SOURCE EXTRACT -
◆ ◆ ◆ ◆ ◆

Three-dimensional printing of Fe-containing mesoporous calcium-silicate/ poly(3-hydroxybutyrate-co-3-hydroxyhexanoate) composite scaffolds

doi:10.3969/j.issn.2095-4344.2017.14.002

Abstract

Abstract:

BACKGROUND: Three-dimensional (3D) printing technique has showed unparalleled advantages in the field of tissue engineering scaffold preparation because of its outstanding merits of convenience, efficiency, controllability and ability to construct complex shapes.
OBJECTIVE: To fabricate Fe-containing mesoporous calcium-silicate (MCS) /poly (3-hydroxybutyrate-co-3- hydroxyhexanoate) (PHBHHx) composite scaffolds using the 3D printing technique and to test the characterization and cellular biocompatibility of the composite scaffolds.
METHODS: Four groups of Fe-containing MCS/PHBHHx composite scaffolds were fabricated using 3D printing technique. The molar percentage of Fe in these four groups was 0%, 5%, 10%, 15%, respectively and they were marked as 0Fe-MCS/PHBHHx, 5Fe-MCS/PHBHHx, 10Fe-MCS/PHBHHx and 15Fe-MCS/PHBHHx. The scanning electron microscopy was used to observe the microstructure of the scaffolds after being soaked in the simulated body fluid. Osteoblast cell lines MC3T3-E1 were seeded on these four groups of scaffolds as well. Cell counting kit-8 method was adopted to test the cell proliferation at 1, 3, 7 days of culture. Intracellular alkaline phosphatase activity was tested at 7 and 14 days of culture.

◆ ◆ ◆ ◆ ◆

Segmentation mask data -
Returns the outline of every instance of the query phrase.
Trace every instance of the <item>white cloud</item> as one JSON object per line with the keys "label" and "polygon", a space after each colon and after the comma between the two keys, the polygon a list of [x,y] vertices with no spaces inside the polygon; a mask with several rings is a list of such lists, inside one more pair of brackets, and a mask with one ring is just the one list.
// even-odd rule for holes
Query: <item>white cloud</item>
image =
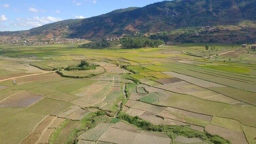
{"label": "white cloud", "polygon": [[75,16],[75,17],[76,18],[79,18],[79,19],[81,19],[81,18],[85,18],[85,17],[84,17],[82,16]]}
{"label": "white cloud", "polygon": [[7,18],[5,17],[5,16],[3,15],[2,15],[1,17],[0,17],[0,22],[5,21],[7,20]]}
{"label": "white cloud", "polygon": [[13,25],[15,26],[34,28],[62,20],[60,18],[49,16],[41,17],[36,16],[32,18],[17,18]]}
{"label": "white cloud", "polygon": [[6,8],[9,8],[9,6],[10,6],[10,5],[9,5],[9,4],[4,4],[3,5],[3,6],[4,7],[5,7]]}
{"label": "white cloud", "polygon": [[33,7],[30,7],[29,9],[29,11],[31,12],[34,12],[34,13],[38,12],[38,11],[37,11],[37,10],[36,10],[35,8],[34,8]]}

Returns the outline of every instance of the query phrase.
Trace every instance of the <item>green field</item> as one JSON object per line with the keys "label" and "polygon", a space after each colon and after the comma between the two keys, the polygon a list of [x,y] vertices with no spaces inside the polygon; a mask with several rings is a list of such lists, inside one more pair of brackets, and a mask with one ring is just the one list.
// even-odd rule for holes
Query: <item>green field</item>
{"label": "green field", "polygon": [[[213,143],[214,139],[224,143],[227,142],[224,139],[240,140],[220,133],[225,137],[206,138],[202,129],[210,125],[244,133],[241,139],[254,144],[256,61],[249,58],[254,52],[239,50],[236,44],[208,44],[215,50],[206,51],[203,43],[126,50],[78,48],[74,44],[2,45],[0,80],[57,70],[64,77],[39,74],[19,79],[25,82],[20,84],[15,83],[15,78],[0,82],[0,123],[6,124],[0,125],[0,129],[8,132],[0,136],[0,143],[6,143],[5,140],[18,143],[50,114],[61,116],[59,118],[64,121],[49,128],[54,129],[49,138],[50,143],[73,143],[101,123],[115,123],[121,119],[140,130],[163,131],[173,140],[177,135],[201,138],[202,141],[197,143]],[[233,50],[236,51],[198,57]],[[100,66],[92,70],[62,70],[82,60]],[[121,68],[129,73],[125,74],[127,71],[118,67],[124,65]],[[168,72],[175,75],[166,74]],[[25,108],[5,107],[6,101],[26,102],[13,98],[24,91],[32,98],[43,98]],[[100,112],[94,113],[97,111]],[[125,116],[128,113],[138,117]],[[175,125],[191,125],[192,129]],[[172,127],[176,126],[174,132]]]}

◆ ◆ ◆ ◆ ◆

BRIEF - Write out everything from "METHODS: Four groups" down to "14 days of culture." in the scaffold abstract, and swap out "Cell counting kit-8" for "CCK-8".

ANSWER TO THIS EXERCISE -
METHODS: Four groups of Fe-containing MCS/PHBHHx composite scaffolds were fabricated using 3D printing technique. The molar percentage of Fe in these four groups was 0%, 5%, 10%, 15%, respectively and they were marked as 0Fe-MCS/PHBHHx, 5Fe-MCS/PHBHHx, 10Fe-MCS/PHBHHx and 15Fe-MCS/PHBHHx. The scanning electron microscopy was used to observe the microstructure of the scaffolds after being soaked in the simulated body fluid. Osteoblast cell lines MC3T3-E1 were seeded on these four groups of scaffolds as well. CCK-8 method was adopted to test the cell proliferation at 1, 3, 7 days of culture. Intracellular alkaline phosphatase activity was tested at 7 and 14 days of culture.